_WHAT TO PRODUCE:_ Whenever a line in the entries below contains the string "audio", copy that line.

[[ SOURCE DATA open ]]

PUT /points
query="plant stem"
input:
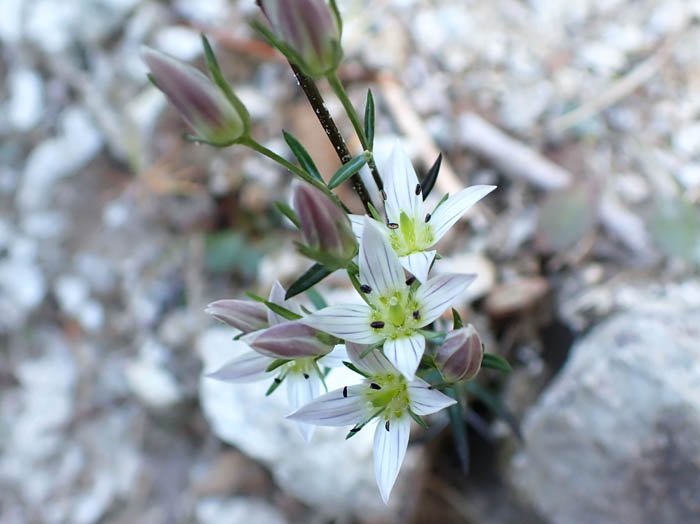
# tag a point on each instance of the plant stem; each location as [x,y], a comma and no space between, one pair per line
[342,95]
[324,117]
[255,146]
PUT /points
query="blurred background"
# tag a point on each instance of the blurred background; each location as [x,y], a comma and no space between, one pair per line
[114,235]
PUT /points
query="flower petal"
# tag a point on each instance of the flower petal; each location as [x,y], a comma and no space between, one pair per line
[405,353]
[389,451]
[302,389]
[438,293]
[400,187]
[341,407]
[418,264]
[380,268]
[349,322]
[454,207]
[424,400]
[374,363]
[248,367]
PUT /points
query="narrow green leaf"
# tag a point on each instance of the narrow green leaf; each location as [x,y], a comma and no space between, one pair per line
[496,405]
[311,277]
[369,120]
[429,181]
[302,156]
[457,320]
[316,299]
[495,362]
[277,363]
[347,170]
[288,212]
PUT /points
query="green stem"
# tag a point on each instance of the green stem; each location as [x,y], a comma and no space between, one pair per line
[255,146]
[342,95]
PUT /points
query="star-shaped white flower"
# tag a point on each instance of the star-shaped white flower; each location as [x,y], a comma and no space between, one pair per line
[396,310]
[412,231]
[284,340]
[385,395]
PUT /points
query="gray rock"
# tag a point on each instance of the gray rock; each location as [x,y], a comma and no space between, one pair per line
[614,438]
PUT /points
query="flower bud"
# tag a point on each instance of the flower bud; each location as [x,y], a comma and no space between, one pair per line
[459,357]
[308,32]
[200,102]
[242,314]
[290,340]
[326,230]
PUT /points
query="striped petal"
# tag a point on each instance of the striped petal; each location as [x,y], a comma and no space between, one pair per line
[380,268]
[405,353]
[390,443]
[341,407]
[445,216]
[400,187]
[302,389]
[425,401]
[438,293]
[349,322]
[248,367]
[418,264]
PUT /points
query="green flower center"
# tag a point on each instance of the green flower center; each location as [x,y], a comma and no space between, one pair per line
[411,236]
[390,393]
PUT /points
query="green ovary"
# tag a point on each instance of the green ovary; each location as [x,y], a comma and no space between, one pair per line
[392,396]
[411,237]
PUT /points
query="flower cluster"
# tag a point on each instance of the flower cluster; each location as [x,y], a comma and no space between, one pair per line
[392,335]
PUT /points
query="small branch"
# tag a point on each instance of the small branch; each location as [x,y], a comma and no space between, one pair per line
[324,117]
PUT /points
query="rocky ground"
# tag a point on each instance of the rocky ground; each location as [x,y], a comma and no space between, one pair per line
[114,234]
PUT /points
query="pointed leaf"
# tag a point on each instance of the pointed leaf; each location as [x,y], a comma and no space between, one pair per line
[347,170]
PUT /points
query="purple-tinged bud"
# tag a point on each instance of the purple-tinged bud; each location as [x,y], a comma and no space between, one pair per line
[459,357]
[308,33]
[200,102]
[326,230]
[242,314]
[290,340]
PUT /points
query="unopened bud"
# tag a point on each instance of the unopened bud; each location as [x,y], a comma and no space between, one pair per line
[242,314]
[290,340]
[326,230]
[200,102]
[308,31]
[459,357]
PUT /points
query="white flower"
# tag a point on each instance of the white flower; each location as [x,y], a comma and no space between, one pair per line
[301,374]
[395,310]
[385,395]
[412,231]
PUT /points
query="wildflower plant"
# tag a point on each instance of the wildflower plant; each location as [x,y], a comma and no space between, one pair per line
[408,363]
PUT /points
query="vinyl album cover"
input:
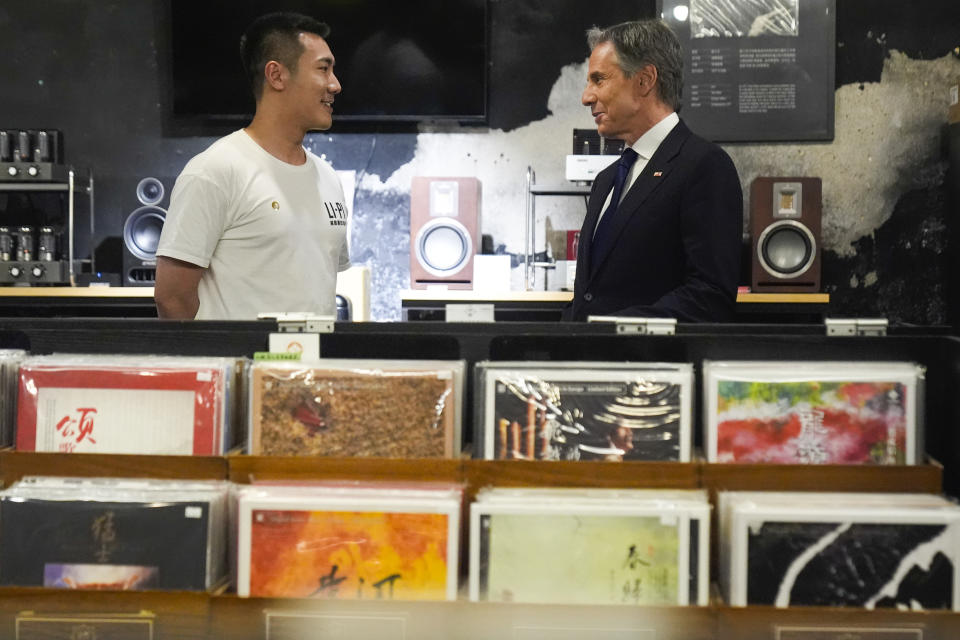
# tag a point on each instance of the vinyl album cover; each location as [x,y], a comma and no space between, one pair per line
[569,413]
[85,544]
[87,404]
[579,559]
[386,410]
[853,564]
[349,555]
[99,577]
[801,418]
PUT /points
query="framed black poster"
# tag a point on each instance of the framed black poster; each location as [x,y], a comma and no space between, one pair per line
[756,70]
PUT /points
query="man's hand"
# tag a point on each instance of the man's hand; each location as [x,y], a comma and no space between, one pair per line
[176,289]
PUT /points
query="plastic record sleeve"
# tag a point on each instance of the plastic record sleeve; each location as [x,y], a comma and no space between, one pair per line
[584,546]
[125,404]
[368,541]
[816,412]
[383,408]
[585,410]
[839,549]
[118,534]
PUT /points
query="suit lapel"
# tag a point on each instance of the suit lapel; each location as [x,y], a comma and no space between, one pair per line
[602,185]
[646,183]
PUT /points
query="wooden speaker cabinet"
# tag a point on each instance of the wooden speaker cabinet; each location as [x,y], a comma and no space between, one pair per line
[444,231]
[785,235]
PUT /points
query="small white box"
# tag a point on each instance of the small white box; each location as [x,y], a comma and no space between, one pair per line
[586,168]
[491,272]
[566,274]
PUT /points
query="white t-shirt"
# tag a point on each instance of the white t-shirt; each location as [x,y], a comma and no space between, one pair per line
[271,235]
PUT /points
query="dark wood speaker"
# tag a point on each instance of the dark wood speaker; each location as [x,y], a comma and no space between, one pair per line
[444,231]
[785,235]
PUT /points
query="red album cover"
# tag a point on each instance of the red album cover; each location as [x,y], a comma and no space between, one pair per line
[140,410]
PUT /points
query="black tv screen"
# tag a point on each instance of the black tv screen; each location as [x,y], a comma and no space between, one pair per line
[397,60]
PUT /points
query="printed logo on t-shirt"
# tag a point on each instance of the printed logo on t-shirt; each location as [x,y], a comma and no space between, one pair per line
[336,214]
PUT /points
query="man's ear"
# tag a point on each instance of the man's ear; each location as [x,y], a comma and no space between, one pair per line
[645,81]
[275,75]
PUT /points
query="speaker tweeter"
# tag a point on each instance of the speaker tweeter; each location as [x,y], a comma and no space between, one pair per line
[141,234]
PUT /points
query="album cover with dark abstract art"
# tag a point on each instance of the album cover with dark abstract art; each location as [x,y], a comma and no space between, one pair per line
[851,564]
[586,415]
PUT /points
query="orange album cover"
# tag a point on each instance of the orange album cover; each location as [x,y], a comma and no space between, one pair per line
[349,555]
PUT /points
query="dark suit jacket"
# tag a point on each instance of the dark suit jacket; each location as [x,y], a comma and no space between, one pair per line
[676,247]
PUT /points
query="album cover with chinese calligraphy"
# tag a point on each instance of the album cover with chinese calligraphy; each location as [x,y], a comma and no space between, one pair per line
[888,551]
[96,545]
[585,410]
[383,408]
[635,547]
[124,404]
[334,543]
[113,533]
[813,412]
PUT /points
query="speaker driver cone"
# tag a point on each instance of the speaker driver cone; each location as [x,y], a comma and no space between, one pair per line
[443,246]
[141,232]
[786,249]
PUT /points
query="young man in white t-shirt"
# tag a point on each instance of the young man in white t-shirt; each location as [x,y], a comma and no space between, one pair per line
[256,222]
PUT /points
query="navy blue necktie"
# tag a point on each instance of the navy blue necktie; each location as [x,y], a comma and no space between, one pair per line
[601,241]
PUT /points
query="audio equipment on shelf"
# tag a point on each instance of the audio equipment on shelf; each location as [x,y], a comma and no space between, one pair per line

[[ SOURCE DATA closed ]]

_ANSWER TO THIS TASK:_
query="audio equipment on shelf"
# tag a point on each instance of the audio equipment on shelf; each location as [x,y], a comma and no space between, one pair per line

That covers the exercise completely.